WHAT IS REQUIRED: Return each line of the data below unchanged, please.

EXTRACTED MATERIAL:

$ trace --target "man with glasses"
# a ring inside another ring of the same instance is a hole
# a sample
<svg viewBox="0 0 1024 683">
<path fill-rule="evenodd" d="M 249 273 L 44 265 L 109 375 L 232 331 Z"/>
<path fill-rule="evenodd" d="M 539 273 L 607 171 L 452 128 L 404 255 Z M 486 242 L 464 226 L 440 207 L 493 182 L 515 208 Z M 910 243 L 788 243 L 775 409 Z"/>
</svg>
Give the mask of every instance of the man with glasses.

ANSWER SPACE:
$ trace --target "man with glasses"
# a ring inside another ring of the same instance is a hole
# a sample
<svg viewBox="0 0 1024 683">
<path fill-rule="evenodd" d="M 249 273 L 44 265 L 109 375 L 232 331 Z"/>
<path fill-rule="evenodd" d="M 539 273 L 607 171 L 452 128 L 404 255 Z M 486 242 L 464 226 L 440 207 L 493 182 L 515 208 Z M 910 243 L 788 243 L 775 409 Z"/>
</svg>
Give the mask of every instance of the man with glasses.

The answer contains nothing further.